Text provided:
★ ★ ★ ★
By Francesca Trianni

NEW YORK (Reuters) - The New York City Council defied Mayor Michael Bloomberg on the issue of police power on Thursday, overturning his veto on a measure to curb the stop-and-frisk policy that he argues is necessary to fight crime.

The council passed another measure, also opposed by the mayor, that would create a watchdog to monitor the New York Police Department.

The two bills are aimed at restricting police use of the stop-and-frisk policy in which officers in high-crime areas stop people on the basis of reasonable suspicion that they could be engaged in criminal activity.

The policy, strongly defended by Bloomberg, has come under increasing criticism, particularly from a federal judge who ruled it unconstitutional earlier this month.

Bloomberg released a strongly worded statement about the council, saying the votes were "an example of election year politics at its very worst and political pandering at its most deadly."

"Both bills outsource management of the NYPD to unaccountable officials, making it harder for the next mayor and police commissioner to make the decisions they believe necessary to keep our city safe," he said.

The council's inspector general bill creates an independent monitor over the police department for a seven-year period that would make recommendations on how the department could be improved. It passed by a vote of 39 to 10.

The stop-and-frisk measure expands the definition of racial profiling and allows people who believe they have been profiled to sue police in state court. It passed by a vote of 34-15.

"It's an historic day," said Council member Jumaane Williams, the lead sponsor of the bill. "We have a lot more work left to do. But I'm very happy that the council did its job, moving in the right direction when others wouldn't."

The city has taken the first steps toward an appeal of the ruling by U.S. District Judge Shira Scheindlin, who called stop-and-frisk "indirect racial profiling" that targeted racially defined groups, resulting in the disproportionate and discriminatory stopping of blacks and Hispanics.

Bloomberg and Police Commissioner Ray Kelly have argued that police make the most stops in minority neighborhoods because that is where crime rates are highest.

The council's inspector general bill takes effect on January 1, 2014, when the city will have a new mayor. The racial profiling bill takes effect in 90 days.

In June, the 51-member council passed the two laws with just enough support to override a veto.

Bloomberg vetoed the bills in July, challenging the council to override him with a two-thirds majority vote.
★ ★ ★ ★
Saved items from a collection:
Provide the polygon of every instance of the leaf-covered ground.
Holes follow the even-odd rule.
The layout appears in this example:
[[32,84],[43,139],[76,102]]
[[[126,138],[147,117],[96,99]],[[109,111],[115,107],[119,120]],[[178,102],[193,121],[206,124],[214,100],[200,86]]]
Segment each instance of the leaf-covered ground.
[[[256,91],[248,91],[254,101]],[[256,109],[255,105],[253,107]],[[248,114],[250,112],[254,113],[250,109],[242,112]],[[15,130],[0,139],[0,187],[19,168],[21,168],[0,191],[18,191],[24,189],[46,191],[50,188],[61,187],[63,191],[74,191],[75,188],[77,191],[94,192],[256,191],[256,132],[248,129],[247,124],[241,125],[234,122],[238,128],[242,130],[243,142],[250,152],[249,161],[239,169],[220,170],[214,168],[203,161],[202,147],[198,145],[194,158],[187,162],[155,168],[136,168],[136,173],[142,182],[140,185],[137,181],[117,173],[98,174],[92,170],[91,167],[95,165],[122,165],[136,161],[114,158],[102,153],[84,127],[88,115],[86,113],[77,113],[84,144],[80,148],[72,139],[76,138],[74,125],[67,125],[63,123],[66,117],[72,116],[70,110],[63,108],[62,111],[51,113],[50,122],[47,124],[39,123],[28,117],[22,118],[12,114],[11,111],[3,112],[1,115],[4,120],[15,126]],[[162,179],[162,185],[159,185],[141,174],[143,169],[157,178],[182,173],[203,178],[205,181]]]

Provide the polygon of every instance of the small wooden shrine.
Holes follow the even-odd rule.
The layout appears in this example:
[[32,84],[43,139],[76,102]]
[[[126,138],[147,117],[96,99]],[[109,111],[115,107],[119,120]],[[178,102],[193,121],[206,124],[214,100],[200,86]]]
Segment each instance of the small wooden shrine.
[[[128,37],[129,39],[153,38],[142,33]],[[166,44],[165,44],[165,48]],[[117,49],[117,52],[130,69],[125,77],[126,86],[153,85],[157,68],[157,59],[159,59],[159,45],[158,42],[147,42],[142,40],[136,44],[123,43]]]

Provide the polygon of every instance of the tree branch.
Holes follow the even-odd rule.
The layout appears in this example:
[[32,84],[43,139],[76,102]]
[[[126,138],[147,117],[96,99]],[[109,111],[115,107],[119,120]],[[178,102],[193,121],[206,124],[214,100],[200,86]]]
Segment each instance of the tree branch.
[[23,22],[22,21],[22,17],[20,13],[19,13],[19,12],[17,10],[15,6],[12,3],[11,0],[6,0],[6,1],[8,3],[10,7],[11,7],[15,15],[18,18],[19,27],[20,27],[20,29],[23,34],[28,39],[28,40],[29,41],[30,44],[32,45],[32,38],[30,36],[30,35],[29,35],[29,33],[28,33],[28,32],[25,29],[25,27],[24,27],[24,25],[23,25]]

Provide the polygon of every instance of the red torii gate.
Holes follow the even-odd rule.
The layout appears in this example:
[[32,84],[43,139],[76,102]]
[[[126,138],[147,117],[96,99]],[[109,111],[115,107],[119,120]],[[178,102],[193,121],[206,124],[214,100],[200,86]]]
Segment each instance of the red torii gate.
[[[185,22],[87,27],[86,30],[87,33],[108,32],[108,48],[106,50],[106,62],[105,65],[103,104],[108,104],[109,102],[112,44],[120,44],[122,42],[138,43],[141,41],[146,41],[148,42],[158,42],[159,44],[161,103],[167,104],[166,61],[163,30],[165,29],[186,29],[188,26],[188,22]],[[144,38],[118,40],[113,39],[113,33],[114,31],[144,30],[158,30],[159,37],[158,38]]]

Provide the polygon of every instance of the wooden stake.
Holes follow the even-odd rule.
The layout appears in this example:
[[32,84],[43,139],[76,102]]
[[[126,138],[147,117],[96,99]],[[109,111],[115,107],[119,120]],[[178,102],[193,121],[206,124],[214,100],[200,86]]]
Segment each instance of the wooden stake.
★ ★ ★ ★
Set problem:
Rewrite the part of the article on the stop-and-frisk vote that opens with the words "Bloomberg released a" and closes with "vote of 34-15.", putting "outside officials" where "unaccountable officials" now stands. Work only from the article on the stop-and-frisk vote, not from the material.

Complete answer:
Bloomberg released a strongly worded statement about the council, saying the votes were "an example of election year politics at its very worst and political pandering at its most deadly."

"Both bills outsource management of the NYPD to outside officials, making it harder for the next mayor and police commissioner to make the decisions they believe necessary to keep our city safe," he said.

The council's inspector general bill creates an independent monitor over the police department for a seven-year period that would make recommendations on how the department could be improved. It passed by a vote of 39 to 10.

The stop-and-frisk measure expands the definition of racial profiling and allows people who believe they have been profiled to sue police in state court. It passed by a vote of 34-15.